Petit exercice 1: Dans l'extrait sur la gestion des générations en entreprise, quelle expression Anina Hille préfère-t-elle à « management intergénérationnel » ?
Petit exercice 2: Poursuivez l'extrait sur la gestion des générations en entreprise à partir de sa dernière phrase.

"Encore trop peu de PME s’intéressent sérieusement à la gestion des générations"

Encourager et tirer profit de la collaboration entre les différentes classes d’âge au sein d’une entreprise, tel est l’enjeu du management intergénérationnel. L’éclairage d’Anina Hille, conférencière à la Haute École de Lucerne et cheffe de projet du "Baromètre des générations".

La Suisse connaît d’importantes évolutions démographiques qui transforment le marché du travail. Le départ à la retraite des "baby-boomers" engendre une pénurie croissante de personnel qualifié. Afin de rester compétitives, les PME doivent anticiper le phénomène. L’intégration d’un management intergénérationnel à la stratégie de l’entreprise a pour but de garantir la bonne entente de tous les collaborateurs, mais aussi de garder les seniors plus longtemps en emploi et d’assurer la transmission des savoirs. Mené par la Haute École de Lucerne (HSLU), le "Baromètre des générations" dresse un bilan de la manière dont les entreprises suisses utilisent concrètement la diversité des générations pour faire face aux nombreux défis auxquels elles sont confrontées en matière de personnel. Conférencière à la HSLU et cheffe de projet de l’étude, Anina Hille explique les enjeux de ce type de gestion pour les PME.

Qu’est-ce que le management intergénérationnel?

Anina Hille: Je préfère parler de "gestion intégrée des générations", c’est-à-dire d’une pratique qui inclut les notions d’âge dans le management de l’entreprise. L’objectif consiste à améliorer la collaboration entre les employés de différentes générations, et à permettre un transfert de compétences mutuel. De manière générale, il s’agit d’améliorer le bien-être au sein de l’entreprise en créant des conditions de travail optimales pour chaque employé.

Relevés d'annotation de formes:
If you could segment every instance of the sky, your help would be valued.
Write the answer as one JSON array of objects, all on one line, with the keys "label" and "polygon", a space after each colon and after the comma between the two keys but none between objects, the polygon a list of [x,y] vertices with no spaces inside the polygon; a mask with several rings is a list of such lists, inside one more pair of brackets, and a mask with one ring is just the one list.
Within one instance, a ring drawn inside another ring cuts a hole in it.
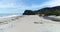
[{"label": "sky", "polygon": [[60,0],[0,0],[0,13],[23,13],[55,6],[60,6]]}]

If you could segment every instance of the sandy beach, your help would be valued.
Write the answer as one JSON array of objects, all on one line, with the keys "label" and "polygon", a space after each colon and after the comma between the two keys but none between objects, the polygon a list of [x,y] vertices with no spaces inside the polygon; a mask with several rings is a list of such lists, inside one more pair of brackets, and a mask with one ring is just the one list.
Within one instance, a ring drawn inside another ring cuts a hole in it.
[{"label": "sandy beach", "polygon": [[60,22],[38,15],[0,17],[0,32],[60,32]]}]

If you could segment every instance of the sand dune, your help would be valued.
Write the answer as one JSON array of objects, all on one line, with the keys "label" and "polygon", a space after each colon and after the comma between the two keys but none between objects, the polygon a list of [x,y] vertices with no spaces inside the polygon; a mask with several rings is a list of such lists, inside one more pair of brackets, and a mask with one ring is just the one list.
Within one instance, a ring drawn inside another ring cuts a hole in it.
[{"label": "sand dune", "polygon": [[0,25],[1,32],[60,32],[60,23],[38,15],[7,17],[6,24]]}]

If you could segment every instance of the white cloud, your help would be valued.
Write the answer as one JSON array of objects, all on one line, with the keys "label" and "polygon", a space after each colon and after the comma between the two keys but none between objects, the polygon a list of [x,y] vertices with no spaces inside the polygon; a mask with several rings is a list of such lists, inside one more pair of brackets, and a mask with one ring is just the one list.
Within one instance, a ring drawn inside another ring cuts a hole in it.
[{"label": "white cloud", "polygon": [[16,0],[0,0],[0,8],[16,8],[20,10],[25,9],[40,9],[43,7],[54,7],[54,6],[60,6],[60,0],[50,0],[46,1],[40,5],[32,4],[31,6],[26,6],[26,4],[23,3],[23,0],[19,0],[20,2],[16,2]]},{"label": "white cloud", "polygon": [[44,7],[54,7],[54,6],[60,6],[60,0],[51,0],[44,2],[40,5],[32,5],[32,8],[44,8]]},{"label": "white cloud", "polygon": [[16,6],[15,0],[1,0],[0,8],[14,8]]}]

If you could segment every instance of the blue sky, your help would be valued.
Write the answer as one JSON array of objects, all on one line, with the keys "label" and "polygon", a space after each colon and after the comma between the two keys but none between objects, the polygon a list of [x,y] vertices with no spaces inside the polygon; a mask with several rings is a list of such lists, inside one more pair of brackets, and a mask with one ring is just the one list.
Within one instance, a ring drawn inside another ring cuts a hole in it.
[{"label": "blue sky", "polygon": [[0,13],[23,13],[26,9],[54,6],[60,6],[60,0],[0,0]]}]

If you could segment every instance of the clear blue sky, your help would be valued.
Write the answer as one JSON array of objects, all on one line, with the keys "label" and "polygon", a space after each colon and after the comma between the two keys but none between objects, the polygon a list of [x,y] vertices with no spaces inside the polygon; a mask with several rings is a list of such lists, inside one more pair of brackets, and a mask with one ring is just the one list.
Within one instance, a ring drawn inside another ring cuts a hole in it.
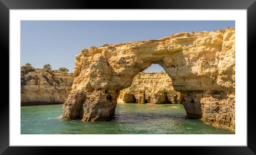
[{"label": "clear blue sky", "polygon": [[[83,48],[139,40],[158,39],[181,31],[212,31],[235,27],[232,21],[21,21],[21,65],[73,72],[75,55]],[[152,65],[144,72],[164,71]]]}]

Réponse 1: Elle préfère parler de « gestion intégrée des générations ».

Réponse 2:
Quels bénéfices une PME peut-elle espérer en tirer?

Hille: Le transfert de connaissances constitue le premier et le plus évident des avantages. Le bénéfice est double: il permet non seulement de réduire la perte d’expérience que peut représenter un départ à la retraite, mais aussi de faire profiter les aînés de l’apport des nouvelles générations, notamment dans le domaine du numérique. L’autre avantage consiste à pouvoir maintenir les seniors en emploi plus longtemps, en adaptant les tâches à leurs besoins et en leur offrant un départ à la retraite progressif et flexible. À moyen terme, ce processus peut contribuer à réduire les conséquences de la pénurie de main-d’œuvre qualifiée qui se profile en Suisse. Bien que la problématique gagne en importance, encore trop peu de PME s’y penchent sérieusement.

Concrètement, comment mettre en place une gestion intégrée des générations dans une PME?

Hille : La Haute école spécialisée de Lucerne (HSLU) propose des séminaires et des consultations gratuits pour se former sur la question. Nous faisons aussi des rapports d’évaluation, payants, sur la situation des entreprises qui nous le demandent. Ces analyses et leurs conclusions permettent de construire une stratégie managériale sur des bases solides.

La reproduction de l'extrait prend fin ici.